#### Task brief
Sift the material for lines containing "plank", and return them.

#### Provided information
━━━━━━━━━━━━━━━━

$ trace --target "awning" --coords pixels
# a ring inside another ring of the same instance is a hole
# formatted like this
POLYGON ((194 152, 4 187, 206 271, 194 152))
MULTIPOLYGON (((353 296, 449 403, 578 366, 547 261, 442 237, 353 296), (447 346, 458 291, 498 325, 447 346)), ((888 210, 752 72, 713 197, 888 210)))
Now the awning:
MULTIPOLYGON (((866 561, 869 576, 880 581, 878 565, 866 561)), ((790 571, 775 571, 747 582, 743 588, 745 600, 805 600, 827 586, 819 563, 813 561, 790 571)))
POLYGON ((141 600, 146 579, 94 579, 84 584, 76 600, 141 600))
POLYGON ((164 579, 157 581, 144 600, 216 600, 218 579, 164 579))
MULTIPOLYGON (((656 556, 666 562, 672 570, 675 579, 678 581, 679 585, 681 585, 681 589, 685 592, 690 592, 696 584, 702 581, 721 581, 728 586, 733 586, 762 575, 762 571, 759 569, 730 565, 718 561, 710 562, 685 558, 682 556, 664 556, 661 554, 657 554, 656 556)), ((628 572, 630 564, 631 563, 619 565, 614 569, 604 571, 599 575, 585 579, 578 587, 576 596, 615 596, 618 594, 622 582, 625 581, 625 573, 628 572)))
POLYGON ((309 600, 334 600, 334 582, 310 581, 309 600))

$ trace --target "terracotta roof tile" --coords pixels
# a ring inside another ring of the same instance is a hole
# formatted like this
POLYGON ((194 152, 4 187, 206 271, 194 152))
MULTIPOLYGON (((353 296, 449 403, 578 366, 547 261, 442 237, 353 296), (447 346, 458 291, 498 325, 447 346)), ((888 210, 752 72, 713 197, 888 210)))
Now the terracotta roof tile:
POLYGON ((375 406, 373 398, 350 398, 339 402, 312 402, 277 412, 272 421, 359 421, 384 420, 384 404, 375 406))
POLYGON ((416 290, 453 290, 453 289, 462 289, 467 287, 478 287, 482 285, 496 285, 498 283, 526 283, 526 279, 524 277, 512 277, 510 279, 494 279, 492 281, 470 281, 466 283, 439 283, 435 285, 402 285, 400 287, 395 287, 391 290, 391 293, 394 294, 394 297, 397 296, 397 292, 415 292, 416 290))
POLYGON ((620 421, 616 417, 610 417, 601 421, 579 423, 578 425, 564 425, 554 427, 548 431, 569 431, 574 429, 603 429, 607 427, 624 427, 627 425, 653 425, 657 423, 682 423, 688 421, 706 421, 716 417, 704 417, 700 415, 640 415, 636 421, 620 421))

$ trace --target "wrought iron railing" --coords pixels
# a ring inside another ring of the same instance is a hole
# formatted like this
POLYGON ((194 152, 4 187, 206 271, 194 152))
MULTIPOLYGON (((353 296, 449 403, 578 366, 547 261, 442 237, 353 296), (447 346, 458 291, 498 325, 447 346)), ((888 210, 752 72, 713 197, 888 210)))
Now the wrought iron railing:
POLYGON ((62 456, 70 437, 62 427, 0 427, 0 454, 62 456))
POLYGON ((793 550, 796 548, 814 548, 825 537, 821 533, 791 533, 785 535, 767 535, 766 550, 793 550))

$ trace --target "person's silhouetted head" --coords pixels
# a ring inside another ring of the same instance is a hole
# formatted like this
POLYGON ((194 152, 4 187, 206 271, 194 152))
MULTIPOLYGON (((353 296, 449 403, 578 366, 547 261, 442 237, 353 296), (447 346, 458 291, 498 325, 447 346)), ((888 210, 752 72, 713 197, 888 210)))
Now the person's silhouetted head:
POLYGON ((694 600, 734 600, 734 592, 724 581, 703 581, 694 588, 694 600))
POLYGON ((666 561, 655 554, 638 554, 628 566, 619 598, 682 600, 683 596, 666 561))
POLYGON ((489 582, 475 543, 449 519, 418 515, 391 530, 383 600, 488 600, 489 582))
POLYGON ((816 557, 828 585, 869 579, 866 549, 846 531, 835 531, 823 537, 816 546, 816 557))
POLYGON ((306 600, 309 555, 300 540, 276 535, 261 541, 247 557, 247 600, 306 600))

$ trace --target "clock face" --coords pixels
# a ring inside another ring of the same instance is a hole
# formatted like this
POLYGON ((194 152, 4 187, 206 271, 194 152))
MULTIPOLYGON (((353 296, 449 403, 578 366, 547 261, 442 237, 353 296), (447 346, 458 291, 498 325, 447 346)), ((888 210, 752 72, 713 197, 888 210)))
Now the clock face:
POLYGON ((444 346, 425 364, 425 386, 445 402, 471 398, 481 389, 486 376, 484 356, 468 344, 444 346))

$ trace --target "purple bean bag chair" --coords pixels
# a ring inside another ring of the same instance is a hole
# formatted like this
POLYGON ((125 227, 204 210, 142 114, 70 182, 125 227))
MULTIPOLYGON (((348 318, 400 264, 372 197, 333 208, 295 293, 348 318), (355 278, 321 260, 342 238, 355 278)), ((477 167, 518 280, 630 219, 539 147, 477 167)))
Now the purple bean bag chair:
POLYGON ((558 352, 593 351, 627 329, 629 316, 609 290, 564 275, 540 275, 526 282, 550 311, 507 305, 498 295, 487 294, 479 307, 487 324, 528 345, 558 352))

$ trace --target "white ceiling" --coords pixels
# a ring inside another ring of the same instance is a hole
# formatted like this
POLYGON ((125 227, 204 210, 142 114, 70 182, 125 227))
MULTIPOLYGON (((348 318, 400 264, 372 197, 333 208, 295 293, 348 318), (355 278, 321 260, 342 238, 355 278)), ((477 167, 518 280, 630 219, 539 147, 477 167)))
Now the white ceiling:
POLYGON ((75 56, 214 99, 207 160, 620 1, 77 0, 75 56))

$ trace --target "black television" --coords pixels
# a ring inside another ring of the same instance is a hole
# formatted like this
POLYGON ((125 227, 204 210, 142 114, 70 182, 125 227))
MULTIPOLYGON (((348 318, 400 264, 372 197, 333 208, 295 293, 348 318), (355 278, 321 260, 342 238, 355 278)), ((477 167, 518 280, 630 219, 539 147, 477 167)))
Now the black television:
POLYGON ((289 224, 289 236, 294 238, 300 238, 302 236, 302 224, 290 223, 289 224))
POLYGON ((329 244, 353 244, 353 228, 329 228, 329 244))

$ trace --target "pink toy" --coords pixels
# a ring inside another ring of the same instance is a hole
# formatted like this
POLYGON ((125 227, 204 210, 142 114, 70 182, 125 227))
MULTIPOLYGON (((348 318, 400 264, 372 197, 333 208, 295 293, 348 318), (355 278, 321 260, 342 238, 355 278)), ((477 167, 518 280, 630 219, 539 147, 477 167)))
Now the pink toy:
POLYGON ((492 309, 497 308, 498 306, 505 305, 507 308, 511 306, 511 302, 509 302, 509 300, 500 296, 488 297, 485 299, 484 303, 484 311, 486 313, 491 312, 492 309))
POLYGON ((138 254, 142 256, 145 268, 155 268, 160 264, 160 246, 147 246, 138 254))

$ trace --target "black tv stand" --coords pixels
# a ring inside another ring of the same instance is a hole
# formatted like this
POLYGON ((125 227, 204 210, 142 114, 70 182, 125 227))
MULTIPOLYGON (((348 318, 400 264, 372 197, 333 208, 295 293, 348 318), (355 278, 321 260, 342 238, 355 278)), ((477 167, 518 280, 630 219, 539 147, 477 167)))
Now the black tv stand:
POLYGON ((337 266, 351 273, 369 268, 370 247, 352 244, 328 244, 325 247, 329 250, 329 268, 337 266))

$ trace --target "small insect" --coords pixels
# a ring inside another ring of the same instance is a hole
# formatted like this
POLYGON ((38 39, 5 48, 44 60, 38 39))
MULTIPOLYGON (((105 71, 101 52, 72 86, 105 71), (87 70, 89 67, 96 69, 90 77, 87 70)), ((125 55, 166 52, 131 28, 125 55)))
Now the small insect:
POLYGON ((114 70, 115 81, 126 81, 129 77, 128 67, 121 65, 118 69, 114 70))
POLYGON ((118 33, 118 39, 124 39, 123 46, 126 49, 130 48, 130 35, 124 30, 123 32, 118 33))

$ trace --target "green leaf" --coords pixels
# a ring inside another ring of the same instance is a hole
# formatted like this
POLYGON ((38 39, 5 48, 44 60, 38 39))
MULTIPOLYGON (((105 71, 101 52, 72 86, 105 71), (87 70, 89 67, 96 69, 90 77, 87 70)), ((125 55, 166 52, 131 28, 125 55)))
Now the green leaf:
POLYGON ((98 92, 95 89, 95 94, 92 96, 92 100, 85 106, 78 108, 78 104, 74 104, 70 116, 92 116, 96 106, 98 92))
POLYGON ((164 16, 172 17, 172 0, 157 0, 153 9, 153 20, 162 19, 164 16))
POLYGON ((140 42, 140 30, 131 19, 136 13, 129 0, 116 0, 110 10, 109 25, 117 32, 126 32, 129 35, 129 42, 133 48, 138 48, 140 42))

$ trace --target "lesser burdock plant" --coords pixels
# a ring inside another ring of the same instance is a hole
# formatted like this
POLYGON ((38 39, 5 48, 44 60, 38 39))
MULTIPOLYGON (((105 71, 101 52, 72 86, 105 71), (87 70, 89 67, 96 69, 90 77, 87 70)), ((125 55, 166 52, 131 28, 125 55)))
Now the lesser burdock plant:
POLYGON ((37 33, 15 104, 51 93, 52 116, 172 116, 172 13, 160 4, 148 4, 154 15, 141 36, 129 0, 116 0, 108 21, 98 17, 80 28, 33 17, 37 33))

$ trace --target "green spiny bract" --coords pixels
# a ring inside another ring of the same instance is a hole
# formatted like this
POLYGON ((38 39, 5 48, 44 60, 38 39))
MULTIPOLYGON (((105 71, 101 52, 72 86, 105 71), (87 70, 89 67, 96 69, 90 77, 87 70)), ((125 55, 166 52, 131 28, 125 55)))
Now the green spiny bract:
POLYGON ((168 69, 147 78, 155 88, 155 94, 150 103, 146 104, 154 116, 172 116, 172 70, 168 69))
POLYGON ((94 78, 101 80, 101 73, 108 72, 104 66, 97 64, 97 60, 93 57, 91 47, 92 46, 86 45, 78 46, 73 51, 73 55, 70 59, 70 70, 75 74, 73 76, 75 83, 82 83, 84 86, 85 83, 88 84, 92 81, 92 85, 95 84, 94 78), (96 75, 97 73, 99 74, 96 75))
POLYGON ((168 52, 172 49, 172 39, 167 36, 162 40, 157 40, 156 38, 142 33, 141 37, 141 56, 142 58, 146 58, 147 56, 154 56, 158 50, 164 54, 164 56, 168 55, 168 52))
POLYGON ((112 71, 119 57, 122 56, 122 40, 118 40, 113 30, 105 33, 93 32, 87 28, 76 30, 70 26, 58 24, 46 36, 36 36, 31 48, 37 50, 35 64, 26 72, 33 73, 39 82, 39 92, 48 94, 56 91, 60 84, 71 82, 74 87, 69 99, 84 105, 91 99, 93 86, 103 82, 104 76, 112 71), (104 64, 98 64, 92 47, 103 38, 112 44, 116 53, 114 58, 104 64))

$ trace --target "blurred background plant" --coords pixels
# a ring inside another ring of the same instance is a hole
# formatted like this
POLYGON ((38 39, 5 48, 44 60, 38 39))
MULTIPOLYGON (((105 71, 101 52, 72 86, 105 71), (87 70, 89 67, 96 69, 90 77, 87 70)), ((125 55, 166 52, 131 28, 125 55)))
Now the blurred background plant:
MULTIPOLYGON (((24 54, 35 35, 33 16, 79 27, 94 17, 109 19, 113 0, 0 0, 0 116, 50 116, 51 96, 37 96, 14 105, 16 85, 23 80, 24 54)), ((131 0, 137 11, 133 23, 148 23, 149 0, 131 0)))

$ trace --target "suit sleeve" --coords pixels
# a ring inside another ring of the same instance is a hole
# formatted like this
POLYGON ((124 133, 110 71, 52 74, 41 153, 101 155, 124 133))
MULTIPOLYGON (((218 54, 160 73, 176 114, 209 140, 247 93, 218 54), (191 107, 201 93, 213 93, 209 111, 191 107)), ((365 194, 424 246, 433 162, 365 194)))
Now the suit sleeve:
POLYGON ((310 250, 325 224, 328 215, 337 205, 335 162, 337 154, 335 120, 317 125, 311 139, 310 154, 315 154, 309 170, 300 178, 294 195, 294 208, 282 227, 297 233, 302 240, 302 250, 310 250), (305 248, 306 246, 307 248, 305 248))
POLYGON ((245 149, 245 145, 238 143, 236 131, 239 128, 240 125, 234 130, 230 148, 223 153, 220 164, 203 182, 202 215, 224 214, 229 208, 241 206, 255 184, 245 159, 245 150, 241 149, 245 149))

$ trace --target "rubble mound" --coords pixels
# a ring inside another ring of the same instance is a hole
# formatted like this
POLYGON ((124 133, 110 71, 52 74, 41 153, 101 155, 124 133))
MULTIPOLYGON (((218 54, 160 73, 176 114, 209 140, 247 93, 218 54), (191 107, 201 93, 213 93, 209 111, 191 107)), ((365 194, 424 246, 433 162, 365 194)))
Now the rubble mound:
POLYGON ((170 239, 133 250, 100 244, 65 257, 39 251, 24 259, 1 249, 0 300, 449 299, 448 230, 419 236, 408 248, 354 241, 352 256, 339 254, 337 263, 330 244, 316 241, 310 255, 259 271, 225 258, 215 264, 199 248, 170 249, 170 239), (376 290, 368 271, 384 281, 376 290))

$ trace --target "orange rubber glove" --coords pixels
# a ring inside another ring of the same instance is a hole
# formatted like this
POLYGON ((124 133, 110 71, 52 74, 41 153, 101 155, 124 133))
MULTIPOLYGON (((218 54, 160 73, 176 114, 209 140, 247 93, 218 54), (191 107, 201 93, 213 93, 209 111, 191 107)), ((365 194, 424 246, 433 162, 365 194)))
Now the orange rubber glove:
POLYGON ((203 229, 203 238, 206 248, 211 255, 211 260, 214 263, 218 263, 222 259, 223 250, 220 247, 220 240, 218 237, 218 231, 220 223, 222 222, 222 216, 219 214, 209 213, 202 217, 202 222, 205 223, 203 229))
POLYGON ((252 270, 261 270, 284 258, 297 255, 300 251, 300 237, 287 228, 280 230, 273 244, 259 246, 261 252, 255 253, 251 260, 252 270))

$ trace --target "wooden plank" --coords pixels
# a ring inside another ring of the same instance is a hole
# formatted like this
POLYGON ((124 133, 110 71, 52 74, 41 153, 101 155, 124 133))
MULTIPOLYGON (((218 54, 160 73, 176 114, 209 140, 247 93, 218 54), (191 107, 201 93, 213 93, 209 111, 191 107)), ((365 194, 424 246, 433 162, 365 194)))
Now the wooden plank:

━━━━━━━━━━━━━━━━

#### Written solution
$ trace --target "wooden plank" --coords pixels
Now the wooden plank:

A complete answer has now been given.